▶ [阅读文本]:

Python开发实例分享bt种子爬虫程序和种子解析


Posted in Python onMay 21, 2014

看到网上也有开源的代码,这不,我拿来进行了二次重写,呵呵,上代码:

    #encoding: utf-8  
    import socket  
    from hashlib import sha1  
    from random import randint  
    from struct import unpack, pack  
    from socket import inet_aton, inet_ntoa  
    from bisect import bisect_left  
    from threading import Timer  
    from time import sleep  
    import MySQLdb  
    from datetime import *  
    import time  
    from bencode import bencode, bdecode  
    BOOTSTRAP_NODES = [  
        ("router.bittorrent.com", 6881),  
        ("dht.transmissionbt.com", 6881),  
        ("router.utorrent.com", 6881)  
    ]   
    TID_LENGTH = 4  
    KRPC_TIMEOUT = 10  
    REBORN_TIME = 5 * 60  
    K = 8  
    def entropy(bytes):  
        s = ""  
        for i in range(bytes):  
            s += chr(randint(0, 255))  
        return s  
    def random_id():  
        hash = sha1()  
        hash.update( entropy(20) )  
        return hash.digest()  
    def decode_nodes(nodes):  
        n = []  
        length = len(nodes)  
        if (length % 26) != 0:   
            return n  
        for i in range(0, length, 26):  
            nid = nodes[i:i+20]  
            ip = inet_ntoa(nodes[i+20:i+24])  
            port = unpack("!H", nodes[i+24:i+26])[0]  
            n.append( (nid, ip, port) )  
        return n  
    def encode_nodes(nodes):  
        strings = []  
        for node in nodes:  
            s = "%s%s%s" % (node.nid, inet_aton(node.ip), pack("!H", node.port))  
            strings.append(s)  
        return "".join(strings)  
    def intify(hstr):  
        return long(hstr.encode('hex'), 16)      
    def timer(t, f):  
        Timer(t, f).start()

▶ [数据摘录]:
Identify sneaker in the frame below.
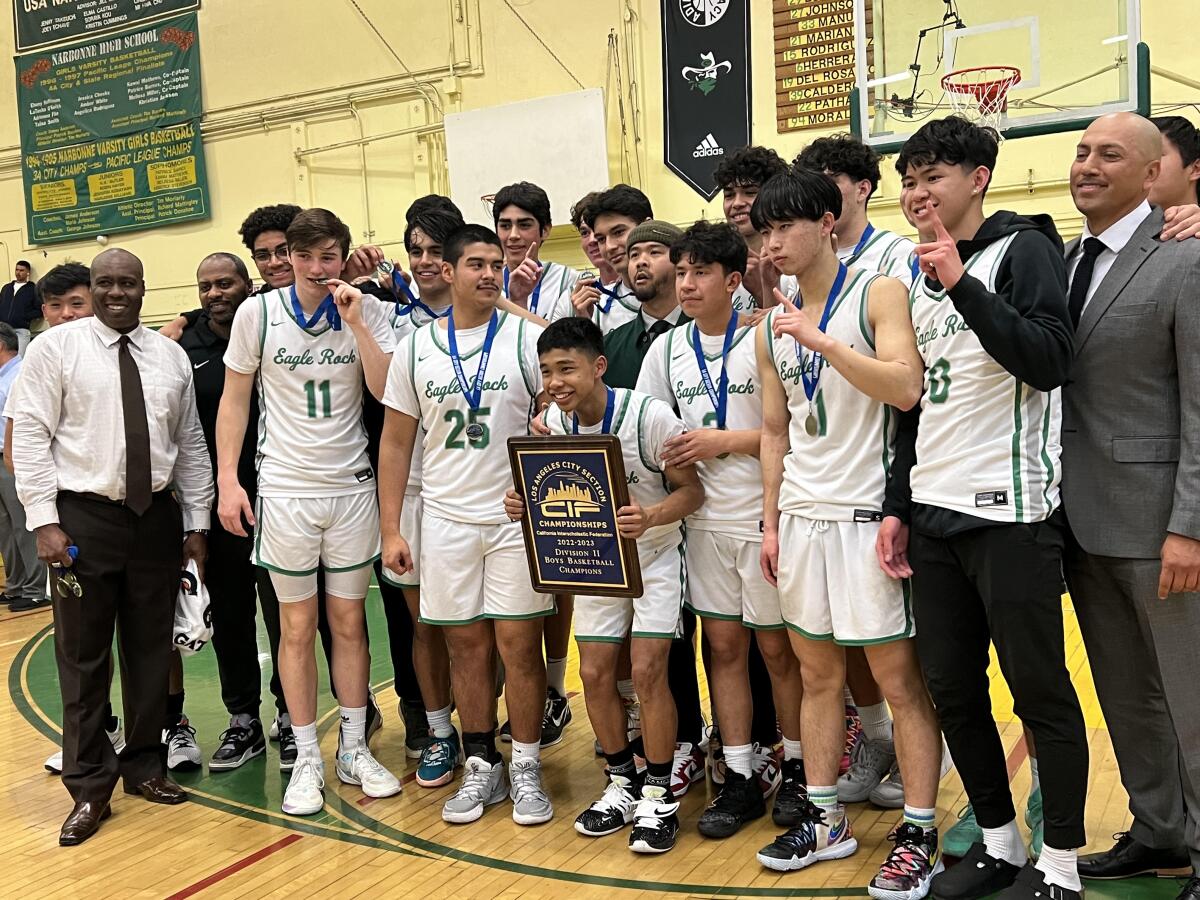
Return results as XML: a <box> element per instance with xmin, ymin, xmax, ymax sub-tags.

▶ [练习任务]:
(1) 根据这篇bt种子爬虫文章回答:
(a) 文章的发布日期是哪天?
(b) BOOTSTRAP_NODES 中列出的三个节点使用的端口号是多少?
(c) 在 decode_nodes 函数里,节点数据长度不是哪个数的倍数时会直接返回空列表?
(2) 请原样引用这篇bt种子爬虫文章中的一段:从含有“if (length %”的地方开始,到“ip, port) )”为止。
(3) 把这篇bt种子爬虫文章中以“看到网上也有开源的代码”开头的那段改写得更简短,保留主要信息。
这些材料与这篇bt种子爬虫文章没有关系。

▶ [参考答案]:
(1)
(a) 2014年5月21日(May 21, 2014)。
(b) 6881。
(c) 26。

(2)
if (length % 26) != 0:   
            return n  
        for i in range(0, length, 26):  
            nid = nodes[i:i+20]  
            ip = inet_ntoa(nodes[i+20:i+24])  
            port = unpack("!H", nodes[i+24:i+26])[0]  
            n.append( (nid, ip, port) )

(3) 作者对网上的开源代码做了二次重写,下面给出代码。